Exercise description →
Reproduce the passage from the Patrick French article below, from "One of them" up to and including "another thin line.".

Extract →
_ _ _ _ _
French Connections
(by Avijit Ghosh | The Telegraph | March 16, 2003)
For a few furious weeks in the monsoon of 1997,
Patrick French was the most hated writer in India,
a title that briefly belonged to Salman Rushdie and which,
some might suggest, Sir VS Naipaul, now can proudly claim as his own.
A leading newsmagazine had published extracts from his book,
Liberty or Death.
Observations such as "If Gandhi is your hero, it can be a deflating experience
to read what he actually did and said at crucial
points in India's political history,"
prompted an avalanche of hate mails from horrified readers.
One of them called him, "a shallow-minded attention-mongering idiot,"
another "a Pak-sponsored" foreigner.
And, a senior historian dismissed him as "a sensationalist upstart."
It didn't matter. The book sold like televisions
during a World Cup. French had conquered India.
Now, with his latest book,
Tibet, Tibet,
being launched in New Delhi on Monday, French walks another thin line.
_ _ _ _ _
Supplied data →
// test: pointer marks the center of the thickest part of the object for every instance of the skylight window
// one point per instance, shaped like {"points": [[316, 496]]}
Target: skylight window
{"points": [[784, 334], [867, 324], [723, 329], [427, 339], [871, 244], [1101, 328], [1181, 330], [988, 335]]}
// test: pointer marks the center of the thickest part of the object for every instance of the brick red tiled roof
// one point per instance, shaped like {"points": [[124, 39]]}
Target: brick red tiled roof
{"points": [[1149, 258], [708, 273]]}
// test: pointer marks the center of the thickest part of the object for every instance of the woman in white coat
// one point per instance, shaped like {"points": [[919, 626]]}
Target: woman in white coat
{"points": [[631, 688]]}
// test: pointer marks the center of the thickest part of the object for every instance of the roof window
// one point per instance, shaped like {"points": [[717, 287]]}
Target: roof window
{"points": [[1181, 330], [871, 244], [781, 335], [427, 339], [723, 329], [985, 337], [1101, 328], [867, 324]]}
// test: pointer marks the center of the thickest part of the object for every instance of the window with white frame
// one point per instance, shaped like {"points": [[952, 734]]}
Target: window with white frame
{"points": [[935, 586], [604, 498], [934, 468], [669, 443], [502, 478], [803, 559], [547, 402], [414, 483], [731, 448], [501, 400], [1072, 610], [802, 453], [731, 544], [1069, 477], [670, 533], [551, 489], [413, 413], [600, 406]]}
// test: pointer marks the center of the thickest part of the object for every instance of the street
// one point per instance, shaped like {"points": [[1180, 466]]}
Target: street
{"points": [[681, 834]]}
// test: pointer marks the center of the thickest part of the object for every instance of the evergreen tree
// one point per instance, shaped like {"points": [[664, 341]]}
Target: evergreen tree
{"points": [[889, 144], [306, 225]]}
_ _ _ _ _
The result →
One of them called him, "a shallow-minded attention-mongering idiot,"
another "a Pak-sponsored" foreigner.
And, a senior historian dismissed him as "a sensationalist upstart."
It didn't matter. The book sold like televisions
during a World Cup. French had conquered India.
Now, with his latest book,
Tibet, Tibet,
being launched in New Delhi on Monday, French walks another thin line.